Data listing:

--------------------------------

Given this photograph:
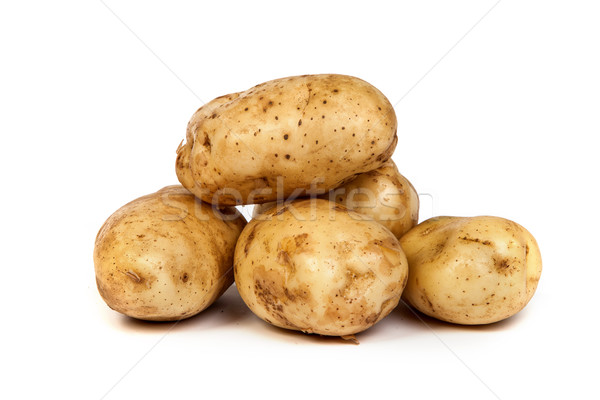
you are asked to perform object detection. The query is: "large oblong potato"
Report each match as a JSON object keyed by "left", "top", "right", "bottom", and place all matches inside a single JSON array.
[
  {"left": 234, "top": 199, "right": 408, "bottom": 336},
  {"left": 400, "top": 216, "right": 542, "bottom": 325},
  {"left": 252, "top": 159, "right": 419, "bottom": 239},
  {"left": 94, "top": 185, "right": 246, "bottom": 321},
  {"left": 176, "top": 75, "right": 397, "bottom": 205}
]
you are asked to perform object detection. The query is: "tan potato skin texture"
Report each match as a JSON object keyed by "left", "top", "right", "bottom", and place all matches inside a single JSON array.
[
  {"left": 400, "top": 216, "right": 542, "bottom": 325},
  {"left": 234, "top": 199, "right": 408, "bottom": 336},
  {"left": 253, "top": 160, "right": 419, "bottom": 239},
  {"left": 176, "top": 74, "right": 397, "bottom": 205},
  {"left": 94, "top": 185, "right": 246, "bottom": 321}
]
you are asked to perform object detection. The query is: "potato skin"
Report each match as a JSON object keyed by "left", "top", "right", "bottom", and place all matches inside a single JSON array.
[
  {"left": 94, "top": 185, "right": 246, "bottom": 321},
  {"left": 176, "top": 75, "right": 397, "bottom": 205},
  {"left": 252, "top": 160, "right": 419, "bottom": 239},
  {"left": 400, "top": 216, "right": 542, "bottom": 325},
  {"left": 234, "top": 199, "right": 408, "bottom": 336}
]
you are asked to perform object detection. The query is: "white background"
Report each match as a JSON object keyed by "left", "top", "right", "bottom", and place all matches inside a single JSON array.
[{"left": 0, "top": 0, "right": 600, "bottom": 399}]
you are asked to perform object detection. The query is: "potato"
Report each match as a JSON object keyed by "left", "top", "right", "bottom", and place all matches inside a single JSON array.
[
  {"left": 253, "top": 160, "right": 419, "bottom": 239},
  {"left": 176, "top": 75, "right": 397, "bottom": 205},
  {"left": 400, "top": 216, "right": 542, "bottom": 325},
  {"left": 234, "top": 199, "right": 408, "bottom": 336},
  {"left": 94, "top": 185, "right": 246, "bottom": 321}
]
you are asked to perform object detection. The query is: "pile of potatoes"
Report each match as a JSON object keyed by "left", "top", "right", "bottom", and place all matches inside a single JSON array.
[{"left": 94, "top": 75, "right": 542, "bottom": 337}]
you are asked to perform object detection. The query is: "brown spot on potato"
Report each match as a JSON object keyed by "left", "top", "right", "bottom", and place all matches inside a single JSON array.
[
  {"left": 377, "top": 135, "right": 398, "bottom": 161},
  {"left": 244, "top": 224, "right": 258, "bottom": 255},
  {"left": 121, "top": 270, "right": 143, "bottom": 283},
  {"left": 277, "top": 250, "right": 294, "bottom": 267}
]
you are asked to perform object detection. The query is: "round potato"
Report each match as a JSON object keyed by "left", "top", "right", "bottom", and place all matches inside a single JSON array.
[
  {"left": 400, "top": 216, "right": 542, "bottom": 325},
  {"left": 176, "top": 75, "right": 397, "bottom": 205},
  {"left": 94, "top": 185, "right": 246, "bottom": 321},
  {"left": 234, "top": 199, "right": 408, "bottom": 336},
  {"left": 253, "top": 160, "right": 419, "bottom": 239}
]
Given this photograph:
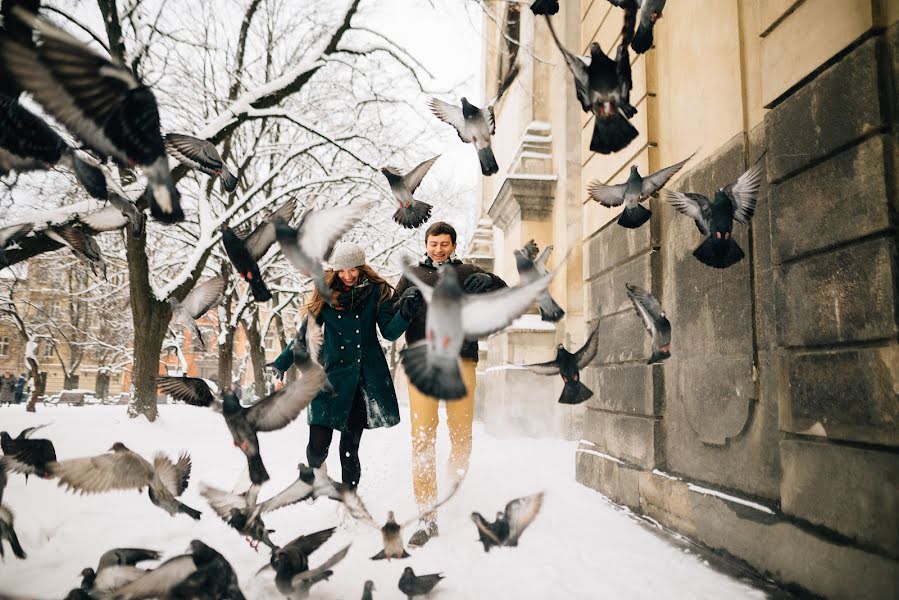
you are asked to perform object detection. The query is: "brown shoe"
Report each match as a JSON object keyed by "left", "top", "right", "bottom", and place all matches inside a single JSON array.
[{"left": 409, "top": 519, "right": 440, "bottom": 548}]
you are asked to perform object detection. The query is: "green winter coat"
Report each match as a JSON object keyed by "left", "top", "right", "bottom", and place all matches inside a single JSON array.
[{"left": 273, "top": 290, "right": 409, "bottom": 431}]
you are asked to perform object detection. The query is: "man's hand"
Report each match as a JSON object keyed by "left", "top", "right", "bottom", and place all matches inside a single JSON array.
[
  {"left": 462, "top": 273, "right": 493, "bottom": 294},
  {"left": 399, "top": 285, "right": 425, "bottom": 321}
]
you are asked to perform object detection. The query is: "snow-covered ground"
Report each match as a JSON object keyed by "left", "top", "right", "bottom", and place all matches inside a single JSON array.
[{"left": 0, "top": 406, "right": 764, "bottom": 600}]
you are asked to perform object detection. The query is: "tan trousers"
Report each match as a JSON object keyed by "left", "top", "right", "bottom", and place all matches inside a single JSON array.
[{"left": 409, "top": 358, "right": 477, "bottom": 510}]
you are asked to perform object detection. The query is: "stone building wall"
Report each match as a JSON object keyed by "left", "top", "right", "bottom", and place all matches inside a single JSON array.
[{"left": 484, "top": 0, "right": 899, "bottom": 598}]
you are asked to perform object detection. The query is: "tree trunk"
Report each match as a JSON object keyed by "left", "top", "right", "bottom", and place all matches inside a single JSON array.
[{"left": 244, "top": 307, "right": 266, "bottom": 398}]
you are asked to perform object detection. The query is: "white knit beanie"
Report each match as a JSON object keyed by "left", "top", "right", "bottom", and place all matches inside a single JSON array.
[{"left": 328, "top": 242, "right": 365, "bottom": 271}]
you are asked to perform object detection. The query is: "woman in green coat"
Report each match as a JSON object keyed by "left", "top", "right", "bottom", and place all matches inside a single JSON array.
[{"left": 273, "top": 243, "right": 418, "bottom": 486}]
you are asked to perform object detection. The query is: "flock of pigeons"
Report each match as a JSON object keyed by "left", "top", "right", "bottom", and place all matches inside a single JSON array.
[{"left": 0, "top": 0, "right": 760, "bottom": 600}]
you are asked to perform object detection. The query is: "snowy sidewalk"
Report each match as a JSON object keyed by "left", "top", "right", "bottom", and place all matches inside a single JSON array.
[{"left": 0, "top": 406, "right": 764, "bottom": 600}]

--------------------------------

**TASK DIRECTIONS**
The records above must be printed exactly; the pictures stay out.

**WRITTEN RESPONSE**
Given this photograph:
you are asked to perform object detection. The query is: "large oblong potato"
Report each match as a JSON object keyed by "left", "top", "right", "bottom", and place all matches inside a single JSON array.
[
  {"left": 234, "top": 199, "right": 408, "bottom": 336},
  {"left": 400, "top": 216, "right": 542, "bottom": 325},
  {"left": 252, "top": 159, "right": 419, "bottom": 239},
  {"left": 94, "top": 185, "right": 246, "bottom": 321},
  {"left": 176, "top": 75, "right": 397, "bottom": 205}
]
you are asked to perform object detection. The query is: "tan potato skin texture"
Report each match as a JSON object keyed by "left", "top", "right", "bottom", and place all matches inside a single JSON array.
[
  {"left": 400, "top": 216, "right": 542, "bottom": 325},
  {"left": 234, "top": 199, "right": 408, "bottom": 336},
  {"left": 253, "top": 160, "right": 419, "bottom": 239},
  {"left": 176, "top": 74, "right": 397, "bottom": 205},
  {"left": 94, "top": 185, "right": 246, "bottom": 321}
]
you are asked to perform object detection. The query is: "potato skin"
Report each match as a JSON object keyed by "left", "top", "right", "bottom", and place all matches inside a single JSON array.
[
  {"left": 94, "top": 185, "right": 246, "bottom": 321},
  {"left": 176, "top": 75, "right": 397, "bottom": 205},
  {"left": 252, "top": 160, "right": 419, "bottom": 239},
  {"left": 400, "top": 216, "right": 542, "bottom": 325},
  {"left": 234, "top": 199, "right": 408, "bottom": 336}
]
you are asked to perform object detection. The query is: "white background"
Report each match as a JSON object keyed by "left", "top", "right", "bottom", and place all matches inside a single JSON array.
[{"left": 0, "top": 0, "right": 600, "bottom": 399}]
you are asked to perform object detection. The query is: "potato"
Report each match as a JSON object keyed by "left", "top", "right", "bottom", and place all matches inside a single JSON array.
[
  {"left": 253, "top": 160, "right": 419, "bottom": 239},
  {"left": 176, "top": 75, "right": 397, "bottom": 205},
  {"left": 400, "top": 216, "right": 542, "bottom": 325},
  {"left": 234, "top": 199, "right": 408, "bottom": 336},
  {"left": 94, "top": 185, "right": 246, "bottom": 321}
]
you are asked to perform object detection. The query is: "pile of potatoes"
Report each match as a JSON object keyed by "left", "top", "right", "bottom", and place all matches inside a single JSON array.
[{"left": 94, "top": 75, "right": 542, "bottom": 337}]
you are asked to perform object detection. The query is: "brown spot on potato"
Report each match as a JSON object keyed by "left", "top", "right", "bottom", and place all matches inside a single JSON array.
[
  {"left": 377, "top": 135, "right": 398, "bottom": 161},
  {"left": 244, "top": 224, "right": 258, "bottom": 255},
  {"left": 121, "top": 270, "right": 143, "bottom": 283},
  {"left": 277, "top": 250, "right": 294, "bottom": 267}
]
you are asked to perform object detection. The query is: "round potato"
Report each match as a JSON object keyed by "left", "top", "right", "bottom", and place all matches inside a single JSON array.
[
  {"left": 400, "top": 216, "right": 542, "bottom": 325},
  {"left": 176, "top": 75, "right": 397, "bottom": 205},
  {"left": 94, "top": 185, "right": 246, "bottom": 321},
  {"left": 234, "top": 199, "right": 408, "bottom": 336},
  {"left": 253, "top": 160, "right": 419, "bottom": 239}
]
Given this photograph:
you are asked to perform object detection. The query is: "brown shoe"
Report each match as a JSON object keyed by "left", "top", "right", "bottom", and place all matches inside a single JSON array.
[{"left": 409, "top": 519, "right": 440, "bottom": 548}]
you are asked to perform object detection. The query is: "green winter coat"
Report each match as a JSON object keyed by "left", "top", "right", "bottom", and place all matches inside a single JSON array.
[{"left": 273, "top": 290, "right": 409, "bottom": 431}]
you are asked to perform object detection. The query is: "man's hand"
Report each match as a JSON object keyed by "left", "top", "right", "bottom", and place all matches inside a single JSON array.
[
  {"left": 462, "top": 273, "right": 493, "bottom": 294},
  {"left": 399, "top": 285, "right": 425, "bottom": 321}
]
you are asked to perform object detection. The query is: "snow-covered ground"
Report each match as a JSON object keyed by "left", "top", "right", "bottom", and place all matches inside a single JSON array.
[{"left": 0, "top": 406, "right": 764, "bottom": 600}]
you are asked to perform object detection. The query is: "tan trousers"
Report each match as a JSON object keyed by "left", "top", "right", "bottom", and place all matches inside a single JSON array.
[{"left": 409, "top": 358, "right": 477, "bottom": 510}]
you are asked to perform object detection. The query is: "stone building wall"
Report each match as a JSON object keyed by "left", "top", "right", "bottom", and place all matches inside a single JSON array.
[{"left": 484, "top": 0, "right": 899, "bottom": 598}]
you are asked to perform object detection. The query is: "tree trunk"
Report each match as a JSON object keyed by "left", "top", "right", "bottom", and place all matches inside a single JSON array.
[{"left": 244, "top": 307, "right": 266, "bottom": 398}]
you are asked to perform object detection. The query is: "white knit beanie"
Report each match as a JSON object keyed by "left", "top", "right", "bottom", and place all matches inside a single JSON array.
[{"left": 328, "top": 242, "right": 365, "bottom": 271}]
you are asked to perform object detection. The query is: "woman in green coat"
Report each match as a JSON object keyed by "left", "top", "right", "bottom", and place all matches inside a single JSON array.
[{"left": 273, "top": 243, "right": 418, "bottom": 486}]
you are asked to perform object detection. The query is: "flock of pigeons"
Report each match as a JSON object keyed by "left", "top", "right", "bottom", and place all matches inside a single JSON array.
[{"left": 0, "top": 0, "right": 760, "bottom": 600}]
you are asked to perform object detection. The query is: "snowy sidewalk"
Report each match as a JSON object keyed by "left", "top", "right", "bottom", and place all matches inside a single JSON array.
[{"left": 0, "top": 406, "right": 764, "bottom": 600}]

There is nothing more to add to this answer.